=== Text passage ===

Looking at your hull shape and mine, it reminds me of something that often comes up when dealing with algorithms like GODZILLA; local minima. Gradient descent algorithms such as what's probably used for GODZILLA are very susceptible to 'valleys' in the optimization curve that are surrounded by less optimal values but which aren't the 'true' minima for the curve as a whole.

I would be curious to see what GODZILLA produces if you use my hull as a starting point; would it converge on your optimal design (in which case your hull probably isn't a local minima) or would it converge on something different?

This is getting interesting...

[Ad Hoc]

"..Leo even adjusted the viscosity limits.."

I don't understand this comment, care to explain?

When performing resistance calculations one cannot calculate without knowing the Reynolds number, this requires the value of the viscosity of the fluid which is also related to the temperature of the fluid. It is the first thing one checks when doing tank testing....so i don't understand what is being suddenly adjusted?

[bad dog]

Gee you blokes have been busy! One day at work and look at all the feedback! Some of these posts have some really good info and are beyond what I can usefully remember from my days enrolled in Naval Architecture at UNSW back in 1974, which was tug boats and trawlers - so I'll contain my comments to 'user experience' rather than 'theoretician' (for fear of making a goose of myself).

Re raked bows: strongly raked bows seem to shed all but plastic bags quite readily (why are bags still legal?). Plumb bows do not: seagrass builds up on mine all the time. I reckon the steeply reverse raked bow that drives hard with the bow 100mm below waterline have a terrific wave drag advantage - once again this just seems intuitive. Hull length and Froude numbers go into the mix somewhere, but I still wonder if there is a theoretical explanation?

Re vee in hulls: as I understand it, and corroborated at least in part by Ad Hoc above, is about planing area. Yes I know cats like F16s and As don't truly plane, but flat sections generate more lift than curved sections. Ron Given's designs have relied on this for years (Paper Tiger et al), and most current As have a definite shallow vee flattening of the aft sections. The benefit of the boats that have this (compared to those that don't) is evident especially off the wind.

Re rocker: interesting comments on the LR2 and LR3, which are longer hulls with less crew weight. F16 two-up must do a bit more work than an A with 75kg crew! Light air upwind in my humble experience calls for more rocker, crew weight way forward. This is where the non-vee (and perhaps heavier) hulls can match it with any others. Turn the corner at the top mark and everything changes - the flatter vee hulls just streak away, which the LR2 experience backs up. So maybe this decision is informed by the local conditions you are expecting to sail in most: heavy/light air, choppy/smooth water, (and maybe plastic bag strewn/pristine! ;-)

[Guest625101138]

Quote:

Originally Posted by kerinin

........
Looking at your hull shape and mine, it reminds me of something that often comes up when dealing with algorithms like GODZILLA; local minima. Gradient descent algorithms such as what's probably used for GODZILLA are very susceptible to 'valleys' in the optimization curve that are surrounded by less optimal values but which aren't the 'true' minima for the curve as a whole.

I would be curious to see what GODZILLA produces if you use my hull as a starting point; would it converge on your optimal design (in which case your hull probably isn't a local minima) or would it converge on something different?

This is getting interesting...

Leo advises that there are two lowest drag hulls but I have never seen this. It does not matter what hull you start with it will arrive at the same form each time. Sometimes it can take many attempts to get going so I usually start with a hull that I know will be nothing like the optimum so it kicks off in a few seconds.

I normally use the 7 function hull form but I have the 18 function series as well and this will produce quite convoluted hulls similar to things like the Ward Optimum Symmetrical Ship form depending on what objective function is set.

The bumps on the hull give the lowest drag but fairing them out does not add much drag.

Rick W

=== Given data ===

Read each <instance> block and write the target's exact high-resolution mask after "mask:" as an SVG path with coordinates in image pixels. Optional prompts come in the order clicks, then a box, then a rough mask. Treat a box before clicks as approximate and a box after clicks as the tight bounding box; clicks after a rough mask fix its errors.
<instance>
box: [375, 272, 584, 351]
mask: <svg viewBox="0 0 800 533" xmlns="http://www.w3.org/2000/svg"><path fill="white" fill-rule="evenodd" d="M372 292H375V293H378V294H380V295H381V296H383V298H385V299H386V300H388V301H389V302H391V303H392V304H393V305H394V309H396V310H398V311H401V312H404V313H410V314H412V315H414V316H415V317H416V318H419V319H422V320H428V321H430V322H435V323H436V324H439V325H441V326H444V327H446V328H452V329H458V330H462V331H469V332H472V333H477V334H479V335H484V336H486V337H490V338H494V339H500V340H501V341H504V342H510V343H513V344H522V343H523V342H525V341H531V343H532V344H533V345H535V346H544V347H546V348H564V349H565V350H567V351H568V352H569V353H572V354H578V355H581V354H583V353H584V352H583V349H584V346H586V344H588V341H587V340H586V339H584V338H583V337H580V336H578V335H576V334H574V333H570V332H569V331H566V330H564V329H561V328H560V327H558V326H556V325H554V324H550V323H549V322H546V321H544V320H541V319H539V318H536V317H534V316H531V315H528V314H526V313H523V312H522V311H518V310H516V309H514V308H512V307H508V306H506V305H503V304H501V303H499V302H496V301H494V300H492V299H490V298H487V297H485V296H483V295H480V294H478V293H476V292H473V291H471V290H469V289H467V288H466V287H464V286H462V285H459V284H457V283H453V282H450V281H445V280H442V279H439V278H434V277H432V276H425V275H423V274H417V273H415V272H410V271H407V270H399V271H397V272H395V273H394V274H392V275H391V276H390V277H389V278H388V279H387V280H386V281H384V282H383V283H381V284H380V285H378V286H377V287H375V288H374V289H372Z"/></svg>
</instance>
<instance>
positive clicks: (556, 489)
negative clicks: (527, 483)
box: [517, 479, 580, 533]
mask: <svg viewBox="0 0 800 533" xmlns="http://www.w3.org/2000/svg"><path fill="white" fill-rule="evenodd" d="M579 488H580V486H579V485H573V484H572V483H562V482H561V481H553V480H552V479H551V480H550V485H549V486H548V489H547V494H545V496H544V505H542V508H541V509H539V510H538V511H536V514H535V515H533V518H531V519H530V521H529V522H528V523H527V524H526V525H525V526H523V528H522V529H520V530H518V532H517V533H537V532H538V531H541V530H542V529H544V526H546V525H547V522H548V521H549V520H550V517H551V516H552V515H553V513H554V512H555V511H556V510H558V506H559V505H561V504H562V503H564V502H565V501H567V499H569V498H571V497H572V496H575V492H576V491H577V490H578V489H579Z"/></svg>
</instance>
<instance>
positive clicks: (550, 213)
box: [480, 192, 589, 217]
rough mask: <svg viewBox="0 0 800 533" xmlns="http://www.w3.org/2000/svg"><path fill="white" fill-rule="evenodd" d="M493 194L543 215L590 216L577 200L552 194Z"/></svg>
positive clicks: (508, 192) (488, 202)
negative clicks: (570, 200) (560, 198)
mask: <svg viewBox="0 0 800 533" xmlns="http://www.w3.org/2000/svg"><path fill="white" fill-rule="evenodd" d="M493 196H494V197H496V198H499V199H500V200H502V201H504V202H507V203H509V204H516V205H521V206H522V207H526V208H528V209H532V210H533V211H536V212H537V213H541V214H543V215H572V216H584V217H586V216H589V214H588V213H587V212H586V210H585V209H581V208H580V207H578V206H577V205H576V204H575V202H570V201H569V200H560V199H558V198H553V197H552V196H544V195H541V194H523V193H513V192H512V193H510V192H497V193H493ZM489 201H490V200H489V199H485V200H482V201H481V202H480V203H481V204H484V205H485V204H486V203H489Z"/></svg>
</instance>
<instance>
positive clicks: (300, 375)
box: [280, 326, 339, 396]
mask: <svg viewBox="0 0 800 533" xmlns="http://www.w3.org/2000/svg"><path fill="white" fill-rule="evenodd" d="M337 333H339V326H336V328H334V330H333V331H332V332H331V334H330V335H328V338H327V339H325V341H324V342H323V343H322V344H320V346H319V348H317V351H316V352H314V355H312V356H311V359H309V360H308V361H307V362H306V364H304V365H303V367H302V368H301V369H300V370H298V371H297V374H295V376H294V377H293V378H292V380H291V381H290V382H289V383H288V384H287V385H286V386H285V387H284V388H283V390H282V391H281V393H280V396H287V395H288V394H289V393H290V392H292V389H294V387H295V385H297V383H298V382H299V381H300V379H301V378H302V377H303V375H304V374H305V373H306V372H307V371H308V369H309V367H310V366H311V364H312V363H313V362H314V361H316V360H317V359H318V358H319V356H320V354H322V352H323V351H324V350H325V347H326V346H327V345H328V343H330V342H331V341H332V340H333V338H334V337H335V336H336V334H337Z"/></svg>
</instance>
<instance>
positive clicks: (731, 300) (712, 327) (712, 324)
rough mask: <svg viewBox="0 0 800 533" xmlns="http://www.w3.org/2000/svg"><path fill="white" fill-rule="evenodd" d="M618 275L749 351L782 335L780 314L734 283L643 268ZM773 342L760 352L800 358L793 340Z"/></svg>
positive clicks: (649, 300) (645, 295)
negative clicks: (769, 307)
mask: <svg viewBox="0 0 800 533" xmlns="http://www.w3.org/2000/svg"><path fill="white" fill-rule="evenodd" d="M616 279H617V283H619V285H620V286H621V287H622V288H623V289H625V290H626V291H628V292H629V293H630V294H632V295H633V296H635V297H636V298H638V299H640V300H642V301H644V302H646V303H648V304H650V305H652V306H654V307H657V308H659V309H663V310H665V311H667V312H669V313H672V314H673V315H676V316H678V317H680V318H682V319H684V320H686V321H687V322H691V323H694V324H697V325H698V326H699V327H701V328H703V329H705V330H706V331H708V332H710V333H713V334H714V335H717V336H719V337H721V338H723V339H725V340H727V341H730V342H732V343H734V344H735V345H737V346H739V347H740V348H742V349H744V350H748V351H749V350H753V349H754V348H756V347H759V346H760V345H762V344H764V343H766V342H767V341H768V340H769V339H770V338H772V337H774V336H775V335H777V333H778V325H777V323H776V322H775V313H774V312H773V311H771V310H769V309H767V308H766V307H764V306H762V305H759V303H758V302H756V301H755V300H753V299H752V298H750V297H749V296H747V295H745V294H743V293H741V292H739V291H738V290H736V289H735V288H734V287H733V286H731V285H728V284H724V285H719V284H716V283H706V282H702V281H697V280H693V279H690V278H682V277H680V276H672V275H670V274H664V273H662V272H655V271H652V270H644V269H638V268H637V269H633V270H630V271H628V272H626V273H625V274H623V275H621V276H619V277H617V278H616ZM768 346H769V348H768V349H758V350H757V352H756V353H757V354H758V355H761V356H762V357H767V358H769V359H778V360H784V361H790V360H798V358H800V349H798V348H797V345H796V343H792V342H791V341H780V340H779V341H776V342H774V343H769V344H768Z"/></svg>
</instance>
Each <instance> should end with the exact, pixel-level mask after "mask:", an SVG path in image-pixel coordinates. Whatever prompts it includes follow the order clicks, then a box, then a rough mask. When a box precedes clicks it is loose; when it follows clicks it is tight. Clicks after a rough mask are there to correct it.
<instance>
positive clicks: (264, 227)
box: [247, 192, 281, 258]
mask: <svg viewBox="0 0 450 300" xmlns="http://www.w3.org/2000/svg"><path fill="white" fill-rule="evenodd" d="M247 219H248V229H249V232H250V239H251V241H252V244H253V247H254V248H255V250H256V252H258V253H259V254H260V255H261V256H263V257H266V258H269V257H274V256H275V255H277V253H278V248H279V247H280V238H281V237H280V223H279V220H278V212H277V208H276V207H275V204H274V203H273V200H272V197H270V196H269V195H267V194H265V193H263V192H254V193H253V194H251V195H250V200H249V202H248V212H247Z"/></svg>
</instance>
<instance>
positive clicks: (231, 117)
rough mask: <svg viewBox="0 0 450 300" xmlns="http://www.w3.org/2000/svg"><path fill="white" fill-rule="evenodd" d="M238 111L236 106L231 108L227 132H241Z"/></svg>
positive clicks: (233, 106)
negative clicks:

===

Required actions:
A: Do these statements agree with the hull-design thread? Answer yes or no for each and quote the words that decide it. (i) Rick W states that the optimizer reaches the same hull form whatever hull it starts from. (ii) The post signed "bad dog" says plumb bows shed seagrass readily. (iii) Rick W says fairing out the bumps on the hull adds a lot of drag.
B: Answer these questions from the hull-design thread.
(i) In what year was the writer of the "bad dog" post enrolled in Naval Architecture at UNSW?
(ii) How many functions does the hull form that Rick W normally uses have?
(iii) According to Ad Hoc, which value is needed to find the Reynolds number?

Written answers:
A:
(i) Yes: "It does not matter what hull you start with it will arrive at the same form each time."
(ii) No: "Plumb bows do not: seagrass builds up on mine all the time."
(iii) No: "The bumps on the hull give the lowest drag but fairing them out does not add much drag."

B:
(i) 1974
(ii) 7
(iii) The viscosity of the fluid